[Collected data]
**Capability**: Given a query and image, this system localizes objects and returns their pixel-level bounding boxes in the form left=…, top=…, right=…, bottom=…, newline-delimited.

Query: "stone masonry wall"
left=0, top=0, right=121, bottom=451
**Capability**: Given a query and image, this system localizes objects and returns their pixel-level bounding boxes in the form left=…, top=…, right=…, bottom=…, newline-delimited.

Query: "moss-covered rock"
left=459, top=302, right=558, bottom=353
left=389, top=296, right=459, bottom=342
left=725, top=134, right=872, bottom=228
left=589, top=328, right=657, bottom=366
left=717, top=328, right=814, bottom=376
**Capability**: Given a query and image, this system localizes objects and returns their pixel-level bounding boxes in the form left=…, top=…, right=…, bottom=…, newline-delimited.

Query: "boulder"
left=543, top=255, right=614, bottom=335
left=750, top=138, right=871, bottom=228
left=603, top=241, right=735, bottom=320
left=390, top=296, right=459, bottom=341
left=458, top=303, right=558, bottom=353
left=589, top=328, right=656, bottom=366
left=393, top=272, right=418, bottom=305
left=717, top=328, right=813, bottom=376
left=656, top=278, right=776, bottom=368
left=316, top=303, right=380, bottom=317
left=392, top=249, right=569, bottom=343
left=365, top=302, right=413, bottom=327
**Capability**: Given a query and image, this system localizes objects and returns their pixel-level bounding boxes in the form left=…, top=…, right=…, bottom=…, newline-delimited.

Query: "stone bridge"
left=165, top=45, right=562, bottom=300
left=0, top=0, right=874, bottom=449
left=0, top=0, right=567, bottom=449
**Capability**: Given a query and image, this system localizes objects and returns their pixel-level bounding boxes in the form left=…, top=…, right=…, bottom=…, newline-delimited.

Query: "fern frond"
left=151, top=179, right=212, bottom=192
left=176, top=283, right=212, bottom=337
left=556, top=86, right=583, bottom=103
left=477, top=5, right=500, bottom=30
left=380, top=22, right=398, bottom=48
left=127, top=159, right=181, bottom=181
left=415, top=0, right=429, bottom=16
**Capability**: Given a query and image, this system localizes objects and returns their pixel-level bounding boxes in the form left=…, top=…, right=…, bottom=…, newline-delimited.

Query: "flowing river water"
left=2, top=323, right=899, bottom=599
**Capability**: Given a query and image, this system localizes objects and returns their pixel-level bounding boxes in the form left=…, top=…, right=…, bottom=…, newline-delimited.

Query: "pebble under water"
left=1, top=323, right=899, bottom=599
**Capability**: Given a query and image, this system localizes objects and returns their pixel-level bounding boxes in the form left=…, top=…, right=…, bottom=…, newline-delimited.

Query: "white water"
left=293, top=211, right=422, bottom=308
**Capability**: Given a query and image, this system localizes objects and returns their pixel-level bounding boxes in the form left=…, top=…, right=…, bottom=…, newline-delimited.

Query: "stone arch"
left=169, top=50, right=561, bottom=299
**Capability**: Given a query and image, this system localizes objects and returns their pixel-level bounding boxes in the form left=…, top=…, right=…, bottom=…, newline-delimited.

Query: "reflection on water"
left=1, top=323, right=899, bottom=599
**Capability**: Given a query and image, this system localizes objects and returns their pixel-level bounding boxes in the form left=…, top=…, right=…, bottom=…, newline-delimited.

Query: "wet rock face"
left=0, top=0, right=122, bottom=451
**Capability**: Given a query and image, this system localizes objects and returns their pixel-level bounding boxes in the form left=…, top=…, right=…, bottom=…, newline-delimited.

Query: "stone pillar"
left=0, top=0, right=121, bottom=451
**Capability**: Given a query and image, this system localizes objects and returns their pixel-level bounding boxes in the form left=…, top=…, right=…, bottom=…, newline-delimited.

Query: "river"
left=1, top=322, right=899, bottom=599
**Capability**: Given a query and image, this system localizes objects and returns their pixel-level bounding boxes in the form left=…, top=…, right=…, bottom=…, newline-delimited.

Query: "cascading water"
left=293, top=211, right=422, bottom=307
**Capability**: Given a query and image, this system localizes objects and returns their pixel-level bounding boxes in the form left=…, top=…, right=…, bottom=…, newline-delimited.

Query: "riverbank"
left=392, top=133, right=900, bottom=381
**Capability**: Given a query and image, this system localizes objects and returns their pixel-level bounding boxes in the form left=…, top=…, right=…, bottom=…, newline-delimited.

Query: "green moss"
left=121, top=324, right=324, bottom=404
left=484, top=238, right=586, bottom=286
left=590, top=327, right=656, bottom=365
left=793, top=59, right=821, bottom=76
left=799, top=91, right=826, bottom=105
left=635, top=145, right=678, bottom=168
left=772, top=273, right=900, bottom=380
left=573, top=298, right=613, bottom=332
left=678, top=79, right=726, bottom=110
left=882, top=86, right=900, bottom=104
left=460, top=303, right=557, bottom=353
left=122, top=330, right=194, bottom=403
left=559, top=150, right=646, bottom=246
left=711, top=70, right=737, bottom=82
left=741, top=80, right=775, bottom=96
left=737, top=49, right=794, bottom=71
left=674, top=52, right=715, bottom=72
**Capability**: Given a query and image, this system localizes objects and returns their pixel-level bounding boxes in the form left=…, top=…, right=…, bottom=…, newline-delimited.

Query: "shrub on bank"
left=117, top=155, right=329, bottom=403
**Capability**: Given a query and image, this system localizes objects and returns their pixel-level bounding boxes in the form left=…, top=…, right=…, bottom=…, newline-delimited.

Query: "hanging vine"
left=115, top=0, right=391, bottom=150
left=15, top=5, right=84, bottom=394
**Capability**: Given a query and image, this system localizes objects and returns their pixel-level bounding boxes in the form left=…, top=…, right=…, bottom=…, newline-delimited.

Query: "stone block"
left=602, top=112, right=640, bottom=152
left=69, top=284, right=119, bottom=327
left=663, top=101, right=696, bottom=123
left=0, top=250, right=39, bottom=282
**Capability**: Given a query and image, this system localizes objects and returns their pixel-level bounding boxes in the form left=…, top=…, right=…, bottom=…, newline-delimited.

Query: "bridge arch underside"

» What to work on
What's wanted is a faithful copy of each entry above.

» Output for this task
**Capability**: Given a query and image, this system localizes objects and returns their pixel-level bounding boxes in the form left=…, top=…, right=…, bottom=…, newline-delimited.

Query: "stone masonry wall"
left=0, top=0, right=121, bottom=451
**Capability**: Given a query and image, this system localizes objects and returns their pixel-level bounding boxes in the form left=…, top=…, right=…, bottom=…, newline-delimited.

Query: "moss-covered rock"
left=459, top=302, right=558, bottom=353
left=389, top=296, right=459, bottom=342
left=725, top=134, right=872, bottom=228
left=589, top=328, right=657, bottom=366
left=717, top=328, right=814, bottom=376
**Capability**: Given a query and image, this system localizes objects and returns their pixel-level bounding boxes in the form left=…, top=…, right=…, bottom=…, newline-delimited.

Query: "boulder"
left=543, top=255, right=614, bottom=335
left=750, top=138, right=871, bottom=228
left=603, top=241, right=735, bottom=320
left=390, top=296, right=459, bottom=341
left=458, top=303, right=558, bottom=353
left=589, top=328, right=656, bottom=366
left=393, top=272, right=418, bottom=305
left=717, top=328, right=813, bottom=376
left=656, top=278, right=776, bottom=368
left=316, top=303, right=380, bottom=317
left=392, top=249, right=569, bottom=343
left=365, top=302, right=413, bottom=327
**Capability**: Given a query and image, this system localizes objects and returns their pixel-level bounding boxes in the form left=…, top=…, right=…, bottom=…, newline-delimited.

Query: "stone bridge"
left=165, top=45, right=562, bottom=300
left=0, top=0, right=874, bottom=449
left=0, top=0, right=567, bottom=449
**Capability**: Given a query and image, this system localizes objects and returns their pixel-level bounding boxes in the form left=…, top=…, right=…, bottom=…, newline-delimited.

Query: "fern frond"
left=151, top=179, right=212, bottom=192
left=176, top=283, right=212, bottom=337
left=556, top=86, right=583, bottom=103
left=477, top=5, right=500, bottom=30
left=380, top=22, right=398, bottom=48
left=127, top=159, right=181, bottom=181
left=415, top=0, right=429, bottom=16
**Capability**: Given a query and image, this system localizes objects and returns their pixel-level bounding boxes in the form left=…, top=…, right=…, bottom=…, newline-delimited.

Query: "flowing river water"
left=2, top=323, right=899, bottom=599
**Capability**: Given a query and image, this system localizes objects and returns their pixel-level bounding boxes in the form left=…, top=…, right=…, bottom=…, newline-delimited.

Query: "pebble under water"
left=1, top=323, right=899, bottom=599
**Capability**: Given a query and image, this system localizes objects and returns their pixel-level bounding boxes in the form left=…, top=…, right=…, bottom=…, newline-delimited.

Query: "white water"
left=293, top=211, right=422, bottom=308
**Capability**: Given a query and image, this system localizes objects and returns their pixel-level bounding boxes in the form left=…, top=…, right=…, bottom=…, newline-delimited.

Query: "stone arch"
left=169, top=50, right=561, bottom=299
**Capability**: Given a query and image, this system localizes objects and returns their pixel-level bounding boxes in the form left=…, top=…, right=…, bottom=…, newline-delimited.

Query: "reflection on water"
left=1, top=323, right=899, bottom=599
**Capability**: Given a query and image, this system localizes objects and returns their pixel-level bounding boxes in the form left=…, top=…, right=…, bottom=…, newline-delimited.

Query: "wet rock face"
left=0, top=0, right=122, bottom=451
**Capability**: Given a query and image, this system localizes objects and returns their pixel-level bounding boxes in the form left=…, top=…, right=…, bottom=…, newline-delimited.

Query: "stone pillar"
left=0, top=0, right=121, bottom=451
**Capability**: Given a query and image, this system localizes objects and returns their pixel-level bounding boxes in the form left=…, top=…, right=…, bottom=…, newline-delimited.

Query: "river"
left=1, top=322, right=899, bottom=599
**Capability**: Given a query and image, this system localizes objects and returns their pixel-level bounding boxes in the form left=…, top=…, right=…, bottom=…, newline-delimited.

Query: "cascading water"
left=293, top=211, right=422, bottom=307
**Capability**: Given a query and image, this system localizes objects and returns their pixel-level bounding boxes in the form left=…, top=…, right=…, bottom=…, newline-delimited.

Query: "riverbank"
left=392, top=133, right=900, bottom=381
**Capability**: Given a query and image, this system localizes objects and returns their pixel-level bounding boxes in the form left=…, top=…, right=…, bottom=…, newline-delimited.

Query: "green moss"
left=121, top=324, right=324, bottom=404
left=484, top=238, right=586, bottom=286
left=590, top=327, right=656, bottom=365
left=793, top=59, right=821, bottom=76
left=799, top=91, right=826, bottom=105
left=635, top=145, right=678, bottom=168
left=772, top=273, right=900, bottom=380
left=573, top=298, right=613, bottom=332
left=678, top=79, right=726, bottom=110
left=882, top=86, right=900, bottom=104
left=460, top=303, right=557, bottom=353
left=122, top=330, right=194, bottom=403
left=559, top=150, right=646, bottom=246
left=711, top=70, right=737, bottom=82
left=741, top=80, right=775, bottom=96
left=737, top=49, right=794, bottom=71
left=674, top=52, right=715, bottom=72
**Capability**: Given a query and image, this system localizes objects and returns their pixel-level bounding boxes in the form left=…, top=…, right=…, bottom=…, newline-delimited.

Query: "shrub on bank"
left=117, top=155, right=329, bottom=403
**Capability**: Given a query and image, this system localizes objects and returns their pixel-level bounding boxes in the form left=…, top=…, right=…, bottom=…, newline-delimited.

Query: "hanging vine"
left=115, top=0, right=391, bottom=150
left=15, top=5, right=84, bottom=394
**Capability**: Given a query and image, this system localizes objects and returns their pixel-level bounding boxes in the form left=…, top=…, right=…, bottom=…, newline-delimited.

Query: "stone block"
left=602, top=112, right=640, bottom=152
left=69, top=284, right=119, bottom=327
left=663, top=101, right=696, bottom=123
left=0, top=250, right=39, bottom=282
**Capability**: Given a query and image, this system localizes objects and returns their pixel-level bounding boxes in the form left=…, top=…, right=…, bottom=…, newline-delimited.

Query: "bridge arch underside"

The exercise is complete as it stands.